* [What the task requires] Retype the records below exactly as they appear.

┌─ Data listing

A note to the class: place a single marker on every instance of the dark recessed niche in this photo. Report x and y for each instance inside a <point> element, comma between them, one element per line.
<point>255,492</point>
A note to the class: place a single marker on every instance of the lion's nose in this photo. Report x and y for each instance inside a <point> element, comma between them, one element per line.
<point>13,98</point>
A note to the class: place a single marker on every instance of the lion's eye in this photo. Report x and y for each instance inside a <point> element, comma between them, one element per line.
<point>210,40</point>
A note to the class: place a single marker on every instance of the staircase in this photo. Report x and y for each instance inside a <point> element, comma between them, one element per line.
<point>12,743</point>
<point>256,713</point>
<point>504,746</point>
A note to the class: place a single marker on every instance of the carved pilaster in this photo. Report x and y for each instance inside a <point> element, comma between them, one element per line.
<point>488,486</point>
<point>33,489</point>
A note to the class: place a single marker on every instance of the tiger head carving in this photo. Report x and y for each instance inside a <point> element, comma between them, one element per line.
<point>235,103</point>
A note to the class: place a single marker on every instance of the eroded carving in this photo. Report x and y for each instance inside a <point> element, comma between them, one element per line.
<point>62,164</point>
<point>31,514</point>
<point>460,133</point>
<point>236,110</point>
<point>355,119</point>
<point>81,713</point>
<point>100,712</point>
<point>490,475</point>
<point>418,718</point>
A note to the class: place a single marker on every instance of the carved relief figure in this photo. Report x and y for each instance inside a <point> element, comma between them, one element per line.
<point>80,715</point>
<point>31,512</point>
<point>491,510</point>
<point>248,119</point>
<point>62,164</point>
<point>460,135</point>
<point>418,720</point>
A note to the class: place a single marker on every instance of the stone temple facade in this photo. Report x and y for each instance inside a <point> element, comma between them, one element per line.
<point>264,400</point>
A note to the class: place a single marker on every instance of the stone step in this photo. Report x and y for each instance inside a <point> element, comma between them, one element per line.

└─

* [Right answer]
A note to the class: place a single marker on every instance of the dark recessed niche in this photo. Report x and y for each instance inside a <point> element, comma between them, one element per line.
<point>255,492</point>
A note to the class: place a single marker on every instance of the lion's nose in this photo. Report x and y for each instance inside a <point> element, comma between them, one element per line.
<point>13,98</point>
A note to the class: place a single marker on every instance of the lion's eye in this photo. Report x and y for each instance inside a <point> element, comma between them, one element per line.
<point>210,40</point>
A note to the class: place a single marker on every instance of the staircase in this photo. Report x and y for each instance inside a <point> element, comma between them, one element per line.
<point>12,743</point>
<point>256,713</point>
<point>504,746</point>
A note to the class: place a single marker on every instance of the carved pilaster in this photo. Report x and y for each instance inside a <point> element, comma between them, one element per line.
<point>488,486</point>
<point>33,489</point>
A note to the class: place a single marker on every instance of the tiger head carving in this photo. Report x and y for each instance inside a <point> element, comma between them, one element per line.
<point>235,103</point>
A note to the class: place a single marker on every instance of the eroded carving in this photo. Report x and y for each instance inside a <point> element, comma between them, one element per line.
<point>62,164</point>
<point>31,514</point>
<point>460,133</point>
<point>236,110</point>
<point>355,119</point>
<point>81,713</point>
<point>100,712</point>
<point>490,475</point>
<point>418,718</point>
A note to the class: place a single marker on every instance of the carved relief figure in this photo. Report x and y for each instance inside a <point> element, comma between them, one element per line.
<point>80,715</point>
<point>31,512</point>
<point>491,510</point>
<point>248,119</point>
<point>62,164</point>
<point>460,135</point>
<point>418,720</point>
A note to the class: place a single marker on every instance of the stone temple facade in this photo. Report x and y for each instance inside a <point> element, comma between them, one element per line.
<point>264,400</point>
A note to the class: place a single marker on every instance of the stone step in this photo. Report x and y for each instance inside a <point> element, comma between them, one element per line.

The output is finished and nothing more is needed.